After the war, Wischnewski joined the SPD. He was employed by a metal-working company and from 1952 trained as an IG Metall union secretary. Upon the 1957 federal election, he became a member of the Bundestag parliament and also an SPD board member in the Cologne district. He was elected federal chairman of the party's Young Socialists youth organisation in 1959 and joined the SPD federal committee in 1970, from 1979 as deputy chairman. From 1961 to 1965 he also was an elected member of the European Parliament.

On 1 December 1966, Wischnewski was appointed Federal Minister for Economic Cooperation in the grand coalition cabinet of Chancellor Kurt Georg Kiesinger. He resigned from office on 2 October 1968, to become SPD federal executive director.

In May 1974, he again joined the federal government of Chancellor Helmut Schmidt as a state secretary in the Foreign Office, after the 1976 federal election as a state minister in the German Chancellery.

===Political influence===
Because of his strong relations with Arab politicians since the days of the Algerian War, Wischnewski was nicknamed "Ben Wisch" by Chancellor Willy Brandt (later sometimes spoofed as "Ben Cash" because of his duty as the SPD federal treasurer). His efforts decisively improved the West German diplomatic relations with numerous Arab and African countries. Also, after the 1973 Chilean coup d'état, he played a vital role in rescuing German and European hostages.

*Point localization data*:
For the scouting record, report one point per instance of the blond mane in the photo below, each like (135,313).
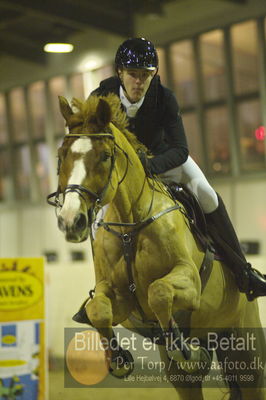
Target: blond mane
(87,111)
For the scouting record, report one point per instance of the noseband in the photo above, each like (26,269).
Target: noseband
(53,198)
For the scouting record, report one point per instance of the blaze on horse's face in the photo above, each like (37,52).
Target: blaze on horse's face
(85,162)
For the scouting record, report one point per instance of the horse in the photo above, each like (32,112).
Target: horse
(149,264)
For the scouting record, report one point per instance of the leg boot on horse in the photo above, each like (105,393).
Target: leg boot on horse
(249,280)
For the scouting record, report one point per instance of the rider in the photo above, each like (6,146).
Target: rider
(154,117)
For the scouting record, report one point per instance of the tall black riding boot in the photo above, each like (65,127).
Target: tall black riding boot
(221,230)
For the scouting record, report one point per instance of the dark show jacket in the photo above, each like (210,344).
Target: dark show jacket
(158,124)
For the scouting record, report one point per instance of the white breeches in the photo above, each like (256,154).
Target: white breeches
(191,175)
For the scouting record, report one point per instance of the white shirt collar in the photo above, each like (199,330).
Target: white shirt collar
(131,108)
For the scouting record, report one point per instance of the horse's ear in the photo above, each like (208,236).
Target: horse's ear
(65,108)
(103,113)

*Task 1*:
Name every chancellor mentioned in the Wischnewski biography.
*Task 2*:
Continue the Wischnewski biography from where it stops.

*Written response 1*:
Kurt Georg Kiesinger
Helmut Schmidt
Willy Brandt

*Written response 2*:
Wischnewski became widely known internationally for his pivotal role in the negotiations during the "German Autumn" terrorist attacks of 1977. When West German business executive Hanns Martin Schleyer was kidnapped by the militant Red Army Faction (RAF) in September, Wischnewski followed the joint RAF and Popular Front for the Liberation of Palestine (PFLP) hijacking of Lufthansa Flight 181 to Mogadishu, Somalia, in October. During the hijacking, he engaged in diplomatic efforts with several Arabian governments on behalf of Federal Chancellor Helmut Schmidt and negotiated with the Somalia government. As a special representative of the West German Federal Government, he negotiated with local authorities at the airports where the plane landed, including in Mogadishu, where he successfully coordinated the West German GSG 9 counterterrorism unit's storming of the plane and rescue of 91 hostages. Three of the hijackers were killed, and the fourth survived her critical injuries.

Wischnewski later travelled to Nicaragua, to mediate between the Sandinista National Liberation Front and its Contra opponents. In Latin America, he became known as "Commandante Hans".

In 1997, for his commitment to the rights of the Palestinian people, he was awarded the highest Palestinian order by Yasser Arafat. Wischnewski was a long-time member of the German-Arabian Association until he left after a dispute with its president Jürgen Möllemann. He also was a member of the Steering Committee of the Bilderberg Group.